* To do
Render the records from the line containing "rough mask: <svg" through the line containing "positive clicks: (678, 633)" as a Markdown table with the columns Row and Line, omitting any blank lines.
--- Dataset excerpts ---
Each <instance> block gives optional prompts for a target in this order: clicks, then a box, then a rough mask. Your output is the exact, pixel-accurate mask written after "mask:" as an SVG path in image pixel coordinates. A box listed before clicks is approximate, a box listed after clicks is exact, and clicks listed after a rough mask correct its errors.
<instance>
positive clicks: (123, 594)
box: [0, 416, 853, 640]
---
--- Dataset excerpts ---
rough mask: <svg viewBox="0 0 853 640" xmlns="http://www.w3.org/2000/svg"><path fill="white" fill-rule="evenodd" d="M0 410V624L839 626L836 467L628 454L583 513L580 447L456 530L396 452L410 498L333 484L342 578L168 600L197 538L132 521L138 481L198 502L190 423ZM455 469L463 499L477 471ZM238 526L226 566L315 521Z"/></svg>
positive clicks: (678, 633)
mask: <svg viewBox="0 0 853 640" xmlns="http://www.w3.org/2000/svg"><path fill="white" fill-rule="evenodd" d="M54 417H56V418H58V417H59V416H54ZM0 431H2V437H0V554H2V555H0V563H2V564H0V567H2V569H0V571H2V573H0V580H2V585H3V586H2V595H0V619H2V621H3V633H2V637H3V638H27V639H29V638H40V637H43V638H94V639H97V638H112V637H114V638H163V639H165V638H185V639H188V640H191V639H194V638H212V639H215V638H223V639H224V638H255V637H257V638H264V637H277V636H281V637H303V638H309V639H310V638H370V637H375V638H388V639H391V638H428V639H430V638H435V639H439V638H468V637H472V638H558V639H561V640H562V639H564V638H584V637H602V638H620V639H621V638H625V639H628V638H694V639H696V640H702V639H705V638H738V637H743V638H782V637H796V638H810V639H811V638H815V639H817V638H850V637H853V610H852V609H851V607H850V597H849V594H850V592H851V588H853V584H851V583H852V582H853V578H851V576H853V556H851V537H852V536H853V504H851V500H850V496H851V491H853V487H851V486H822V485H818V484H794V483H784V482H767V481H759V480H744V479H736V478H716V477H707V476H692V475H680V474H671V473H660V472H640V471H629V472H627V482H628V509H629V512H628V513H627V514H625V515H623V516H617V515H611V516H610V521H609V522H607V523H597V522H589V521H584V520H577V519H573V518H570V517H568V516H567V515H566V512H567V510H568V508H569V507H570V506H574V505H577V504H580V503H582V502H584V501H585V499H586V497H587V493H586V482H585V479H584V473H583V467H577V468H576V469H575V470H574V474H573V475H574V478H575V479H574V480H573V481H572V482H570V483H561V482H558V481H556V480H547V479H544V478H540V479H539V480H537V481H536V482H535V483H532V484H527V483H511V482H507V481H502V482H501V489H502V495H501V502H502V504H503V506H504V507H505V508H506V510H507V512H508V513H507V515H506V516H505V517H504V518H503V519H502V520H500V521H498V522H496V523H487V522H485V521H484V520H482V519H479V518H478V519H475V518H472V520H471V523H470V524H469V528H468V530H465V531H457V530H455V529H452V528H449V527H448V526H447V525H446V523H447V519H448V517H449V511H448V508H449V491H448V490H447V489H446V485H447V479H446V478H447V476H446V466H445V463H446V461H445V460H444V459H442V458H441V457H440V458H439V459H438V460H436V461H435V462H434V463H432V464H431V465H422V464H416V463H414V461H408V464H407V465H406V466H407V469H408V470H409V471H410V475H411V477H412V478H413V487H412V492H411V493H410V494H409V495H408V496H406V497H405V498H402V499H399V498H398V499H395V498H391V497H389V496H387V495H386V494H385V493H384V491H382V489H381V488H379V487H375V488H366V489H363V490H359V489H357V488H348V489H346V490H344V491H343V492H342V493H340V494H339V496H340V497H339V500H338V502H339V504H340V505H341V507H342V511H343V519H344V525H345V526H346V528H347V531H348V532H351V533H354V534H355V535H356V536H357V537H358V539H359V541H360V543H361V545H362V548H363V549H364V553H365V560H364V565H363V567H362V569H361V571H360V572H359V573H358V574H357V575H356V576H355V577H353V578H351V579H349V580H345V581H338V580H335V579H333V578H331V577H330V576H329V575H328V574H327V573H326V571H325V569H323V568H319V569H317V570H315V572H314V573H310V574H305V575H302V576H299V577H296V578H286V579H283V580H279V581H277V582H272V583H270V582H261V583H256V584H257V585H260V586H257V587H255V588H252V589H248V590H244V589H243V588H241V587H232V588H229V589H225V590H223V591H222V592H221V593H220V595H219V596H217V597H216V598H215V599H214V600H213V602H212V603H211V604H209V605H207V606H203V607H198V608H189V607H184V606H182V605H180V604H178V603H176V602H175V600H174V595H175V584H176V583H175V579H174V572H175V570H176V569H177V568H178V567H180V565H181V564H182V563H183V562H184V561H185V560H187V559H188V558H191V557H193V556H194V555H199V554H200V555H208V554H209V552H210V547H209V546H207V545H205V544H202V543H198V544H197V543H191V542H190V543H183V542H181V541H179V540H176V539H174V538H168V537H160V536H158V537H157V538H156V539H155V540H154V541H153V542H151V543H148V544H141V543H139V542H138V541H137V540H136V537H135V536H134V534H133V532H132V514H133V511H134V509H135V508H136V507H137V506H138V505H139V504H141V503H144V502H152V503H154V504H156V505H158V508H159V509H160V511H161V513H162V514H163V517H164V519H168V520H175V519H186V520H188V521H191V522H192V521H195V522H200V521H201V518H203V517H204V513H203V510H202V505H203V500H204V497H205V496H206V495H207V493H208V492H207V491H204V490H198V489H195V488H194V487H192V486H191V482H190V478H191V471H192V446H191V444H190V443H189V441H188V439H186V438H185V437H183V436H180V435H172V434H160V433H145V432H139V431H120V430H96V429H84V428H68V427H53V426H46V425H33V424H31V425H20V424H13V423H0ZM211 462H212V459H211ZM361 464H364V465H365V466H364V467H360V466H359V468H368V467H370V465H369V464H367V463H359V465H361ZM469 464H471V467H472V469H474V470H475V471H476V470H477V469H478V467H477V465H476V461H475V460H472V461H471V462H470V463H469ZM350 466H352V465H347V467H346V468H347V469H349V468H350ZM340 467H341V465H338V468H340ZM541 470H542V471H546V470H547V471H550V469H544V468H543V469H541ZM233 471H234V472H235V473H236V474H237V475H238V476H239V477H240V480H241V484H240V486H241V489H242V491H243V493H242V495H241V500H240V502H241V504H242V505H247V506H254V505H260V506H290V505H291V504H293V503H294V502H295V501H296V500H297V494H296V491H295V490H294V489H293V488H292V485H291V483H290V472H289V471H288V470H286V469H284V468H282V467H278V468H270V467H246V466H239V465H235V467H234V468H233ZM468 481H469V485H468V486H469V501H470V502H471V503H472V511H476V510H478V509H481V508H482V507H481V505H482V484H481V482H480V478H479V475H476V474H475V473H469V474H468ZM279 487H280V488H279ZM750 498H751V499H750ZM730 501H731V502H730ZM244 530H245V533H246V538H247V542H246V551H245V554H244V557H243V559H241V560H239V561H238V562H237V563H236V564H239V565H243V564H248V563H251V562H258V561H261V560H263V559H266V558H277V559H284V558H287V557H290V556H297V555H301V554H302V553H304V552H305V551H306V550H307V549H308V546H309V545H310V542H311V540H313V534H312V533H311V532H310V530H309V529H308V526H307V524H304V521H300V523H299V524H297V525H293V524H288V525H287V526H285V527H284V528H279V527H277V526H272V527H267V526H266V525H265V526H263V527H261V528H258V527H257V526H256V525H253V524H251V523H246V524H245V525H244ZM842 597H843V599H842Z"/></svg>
---
* Task solution
| Row | Line |
|---|---|
| 1 | rough mask: <svg viewBox="0 0 853 640" xmlns="http://www.w3.org/2000/svg"><path fill="white" fill-rule="evenodd" d="M0 410V624L839 626L836 467L628 454L583 513L580 447L456 530L396 452L410 498L333 484L342 578L168 600L197 538L132 521L138 481L198 502L190 423ZM455 469L463 499L477 471ZM238 526L226 566L315 521Z"/></svg> |
| 2 | positive clicks: (678, 633) |